(Description of the task) Give back the full set of entries exactly, keeping each line intact.

[Stored data entries]
★ ★ ★
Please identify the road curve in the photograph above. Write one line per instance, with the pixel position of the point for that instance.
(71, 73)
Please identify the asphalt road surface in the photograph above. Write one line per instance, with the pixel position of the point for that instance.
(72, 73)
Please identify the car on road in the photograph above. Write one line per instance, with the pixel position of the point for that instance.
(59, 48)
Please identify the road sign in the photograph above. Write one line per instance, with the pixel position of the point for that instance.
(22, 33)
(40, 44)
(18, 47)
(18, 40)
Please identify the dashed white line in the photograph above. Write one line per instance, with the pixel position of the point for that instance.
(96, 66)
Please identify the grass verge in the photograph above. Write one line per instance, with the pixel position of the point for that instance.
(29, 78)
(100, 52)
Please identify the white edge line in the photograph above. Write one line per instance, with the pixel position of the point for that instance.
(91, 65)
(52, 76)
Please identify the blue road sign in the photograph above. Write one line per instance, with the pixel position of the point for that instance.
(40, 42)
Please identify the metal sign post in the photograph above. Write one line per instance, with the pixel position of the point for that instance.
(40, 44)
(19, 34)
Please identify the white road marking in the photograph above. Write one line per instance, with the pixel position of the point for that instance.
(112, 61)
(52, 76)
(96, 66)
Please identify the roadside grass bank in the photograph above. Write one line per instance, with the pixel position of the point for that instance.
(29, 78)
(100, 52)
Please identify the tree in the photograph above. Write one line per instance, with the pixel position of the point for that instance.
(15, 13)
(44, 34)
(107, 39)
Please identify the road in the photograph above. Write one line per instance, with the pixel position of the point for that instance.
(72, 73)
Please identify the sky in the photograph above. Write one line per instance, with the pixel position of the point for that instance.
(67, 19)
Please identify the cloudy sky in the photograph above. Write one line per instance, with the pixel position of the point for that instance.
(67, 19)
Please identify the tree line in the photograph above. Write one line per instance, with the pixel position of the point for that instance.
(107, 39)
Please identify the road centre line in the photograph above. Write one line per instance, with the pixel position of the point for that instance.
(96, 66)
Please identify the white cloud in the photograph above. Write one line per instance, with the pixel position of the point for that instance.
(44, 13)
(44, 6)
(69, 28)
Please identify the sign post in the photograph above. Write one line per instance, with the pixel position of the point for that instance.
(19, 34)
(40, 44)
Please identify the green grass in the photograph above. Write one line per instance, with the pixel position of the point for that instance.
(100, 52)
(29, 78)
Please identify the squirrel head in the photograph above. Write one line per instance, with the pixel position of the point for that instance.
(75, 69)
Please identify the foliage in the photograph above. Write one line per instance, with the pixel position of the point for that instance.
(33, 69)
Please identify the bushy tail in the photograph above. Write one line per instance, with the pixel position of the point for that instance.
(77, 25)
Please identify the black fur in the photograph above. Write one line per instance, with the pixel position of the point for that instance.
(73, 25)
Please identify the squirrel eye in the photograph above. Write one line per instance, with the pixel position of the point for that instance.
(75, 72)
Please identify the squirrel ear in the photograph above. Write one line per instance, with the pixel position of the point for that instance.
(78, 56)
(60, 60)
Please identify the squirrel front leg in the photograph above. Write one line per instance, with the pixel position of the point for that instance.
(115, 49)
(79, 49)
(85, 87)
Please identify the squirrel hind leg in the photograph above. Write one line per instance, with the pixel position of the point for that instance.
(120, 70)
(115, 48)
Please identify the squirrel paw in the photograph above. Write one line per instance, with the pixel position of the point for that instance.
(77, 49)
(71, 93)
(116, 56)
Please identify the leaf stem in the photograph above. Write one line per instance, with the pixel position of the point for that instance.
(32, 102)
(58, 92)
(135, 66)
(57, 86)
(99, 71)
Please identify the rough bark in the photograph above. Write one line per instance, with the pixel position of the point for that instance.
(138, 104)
★ ★ ★
(Answer section)
Please identify the road curve in the photograph above. Write one line per instance, with the pixel position of the point for that instance.
(71, 73)
Please identify the asphalt road surface in the photograph above. Write one line per instance, with the pixel position of the point for that instance.
(72, 73)
Please identify the car on road in the photograph above. Write one line per instance, with the pixel position of the point for that instance.
(59, 48)
Please identify the road sign in the photograph above. Write one line per instance, with the pixel position of the point for that instance.
(22, 33)
(40, 44)
(18, 47)
(18, 40)
Please identify the dashed white line in the photograph above. Write one line per instance, with the pixel position of the point for that instance.
(96, 66)
Please identify the grass verge in the photograph above. Write one line per instance, with the pixel position of the point for that instance.
(29, 78)
(100, 52)
Please identify the white edge line in the photograph above. Write one line per instance, with the pixel position of the point for that instance.
(91, 65)
(52, 76)
Please identify the blue road sign in the photograph above. Write one line per instance, with the pixel position of the point for that instance.
(40, 42)
Please identify the metal sign post in the photograph above. Write one line per instance, with the pixel position of the point for that instance.
(40, 44)
(19, 34)
Please identify the white road marking in the photograph above. Write one line per instance, with the pixel position of the point for that instance.
(112, 61)
(52, 76)
(96, 66)
Please identify the roadside grass bank in the photograph above. Write one line per instance, with the pixel position of the point for that instance.
(29, 78)
(100, 52)
Please identify the tree in the photograph above. Write one line per instance, with the pixel position of the point for that instance.
(15, 13)
(44, 34)
(107, 39)
Please identify the road in the photograph above. Write one line per instance, with the pixel position of the point for that instance.
(72, 73)
Please identify the sky in the photograph above. Write one line per instance, with the pixel position of the point for that instance.
(67, 19)
Please identify the cloudy sky in the photograph above. Write one line per instance, with the pixel position of the point for that instance.
(67, 19)
Please identify the tree line in the photograph above. Write one line per instance, with the pixel position of the point for that instance.
(107, 39)
Please identify the road centre line in the photograph above. Write one line per instance, with the pixel position of the point for that instance.
(96, 66)
Please identify the white cloud in the photograph above. Write one line per instance, with the pixel position of the point for that instance.
(44, 13)
(44, 6)
(69, 28)
Please identify the sign post in the photograph above. Write one line per instance, with the pixel position of the point for that instance.
(19, 34)
(40, 44)
Please identify the green grass in the photograph above. Write one line per instance, with the pixel position of the point for that instance.
(100, 52)
(29, 78)
Please identify the squirrel head in the photograph above. Write one line per instance, with the pixel position of the point for that instance.
(75, 69)
Please identify the foliage in the photograph above. Write one line per instance, with the pixel position of the point for that instance.
(33, 69)
Please identify the bushy tail in the photograph above. Write one line per instance, with the pixel position of the point for that instance.
(77, 25)
Please identify the black fur in the photograph above. Write one line per instance, with the pixel position of the point for that instance.
(73, 25)
Please identify the squirrel eye in the photograph above. Write one line per instance, with the pixel position of the point for that instance.
(75, 72)
Please identify the squirrel ear in the photograph above. Write one line per instance, with the pixel position of the point for that instance.
(78, 56)
(60, 60)
Please identify the squirrel front leg in the photograph above. Write one line per instance, with the pixel position of the point for that instance.
(115, 49)
(79, 49)
(85, 87)
Please identify the squirrel hind leg in the photograph above. Write one line per instance, with the pixel position of the point for that instance.
(120, 70)
(115, 48)
Please identify the squirrel paw in the photograph above. Write one line per instance, with the pixel position of the point for that instance.
(77, 49)
(71, 93)
(116, 56)
Please identify the leaf stem in the photograph above. Write one line per instance, with the pixel position of the point for that instance.
(32, 102)
(58, 92)
(135, 66)
(57, 86)
(99, 71)
Please identify the rough bark in the photograph above. Write one line per instance, with the pixel position of the point for that instance.
(138, 104)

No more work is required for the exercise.